Labeled-object pointing entries:

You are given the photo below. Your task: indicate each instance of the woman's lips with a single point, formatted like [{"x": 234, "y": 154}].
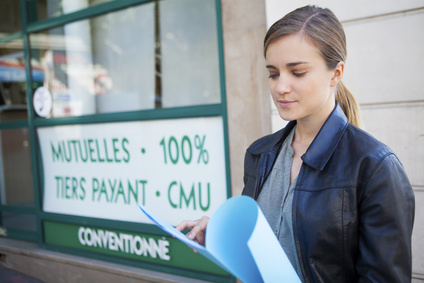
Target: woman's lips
[{"x": 285, "y": 103}]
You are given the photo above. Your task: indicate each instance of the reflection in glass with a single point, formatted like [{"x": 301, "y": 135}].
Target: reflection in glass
[
  {"x": 99, "y": 65},
  {"x": 16, "y": 185},
  {"x": 189, "y": 53},
  {"x": 156, "y": 55},
  {"x": 19, "y": 221},
  {"x": 43, "y": 9},
  {"x": 13, "y": 81},
  {"x": 10, "y": 16}
]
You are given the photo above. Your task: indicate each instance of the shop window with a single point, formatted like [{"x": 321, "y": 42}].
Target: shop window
[
  {"x": 18, "y": 221},
  {"x": 54, "y": 8},
  {"x": 13, "y": 81},
  {"x": 155, "y": 55},
  {"x": 10, "y": 16},
  {"x": 16, "y": 184}
]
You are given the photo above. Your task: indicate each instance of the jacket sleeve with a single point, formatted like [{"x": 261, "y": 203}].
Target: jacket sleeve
[{"x": 386, "y": 219}]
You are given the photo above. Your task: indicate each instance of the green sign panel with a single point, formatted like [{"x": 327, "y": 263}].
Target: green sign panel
[{"x": 142, "y": 247}]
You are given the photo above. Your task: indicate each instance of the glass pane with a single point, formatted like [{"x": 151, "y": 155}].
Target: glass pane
[
  {"x": 10, "y": 16},
  {"x": 13, "y": 81},
  {"x": 16, "y": 185},
  {"x": 100, "y": 65},
  {"x": 189, "y": 53},
  {"x": 43, "y": 9},
  {"x": 19, "y": 221}
]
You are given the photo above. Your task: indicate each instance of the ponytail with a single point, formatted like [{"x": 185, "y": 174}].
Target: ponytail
[{"x": 349, "y": 105}]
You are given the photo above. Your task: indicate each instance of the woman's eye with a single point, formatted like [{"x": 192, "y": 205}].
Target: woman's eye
[{"x": 299, "y": 75}]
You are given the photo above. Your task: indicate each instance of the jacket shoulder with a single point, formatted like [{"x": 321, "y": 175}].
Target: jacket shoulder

● What you will do
Write out the entries above verbatim; the pictures do not belong in your copy.

● Output below
You are given the photo below. Your task: indicate each instance of the woman's lips with a single point, formatted like [{"x": 234, "y": 154}].
Target: woman's lips
[{"x": 285, "y": 103}]
You are given the photo above. Your task: indicate each instance of the reflection in glass with a single point, formatted like [{"x": 301, "y": 135}].
Target: reflection in glass
[
  {"x": 99, "y": 65},
  {"x": 16, "y": 185},
  {"x": 189, "y": 53},
  {"x": 156, "y": 55},
  {"x": 19, "y": 221},
  {"x": 43, "y": 9},
  {"x": 13, "y": 81},
  {"x": 10, "y": 16}
]
You are given the photo above. Your task: indicate each instance of the shop window with a single point, formatted like [{"x": 321, "y": 42}].
Target: shop window
[
  {"x": 18, "y": 221},
  {"x": 54, "y": 8},
  {"x": 13, "y": 81},
  {"x": 155, "y": 55},
  {"x": 10, "y": 16},
  {"x": 16, "y": 184}
]
You are given the photo above. Your task: indicate each instance of the jacket sleeve with a single point, formatted like [{"x": 261, "y": 203}].
Target: jacket sleeve
[{"x": 386, "y": 219}]
You are given the photo above. Your task: indicate each instance of the green sign panel with a single point, formatted like [{"x": 327, "y": 263}].
Target: green sign panel
[{"x": 142, "y": 247}]
You are given the photo above. Your task: indicate each instance of the glass pane with a single point, formatted like [{"x": 151, "y": 155}].
Target: glass pane
[
  {"x": 10, "y": 16},
  {"x": 13, "y": 81},
  {"x": 16, "y": 185},
  {"x": 100, "y": 65},
  {"x": 189, "y": 53},
  {"x": 43, "y": 9},
  {"x": 19, "y": 221}
]
You are given the photo above. Your task: indicate each instance of the ponytail with a single point, formatted like [{"x": 185, "y": 174}].
Target: ponytail
[{"x": 349, "y": 105}]
You are given the photo above. Your task: indicate each instance of the woman's eye with a single point, formatted like [{"x": 192, "y": 205}].
Target: woman's eye
[{"x": 299, "y": 75}]
You are given the photo above. Your task: indicate each instance of the jacket shoulder with a single point, formatted like [{"x": 321, "y": 175}].
Target: jacket shoulder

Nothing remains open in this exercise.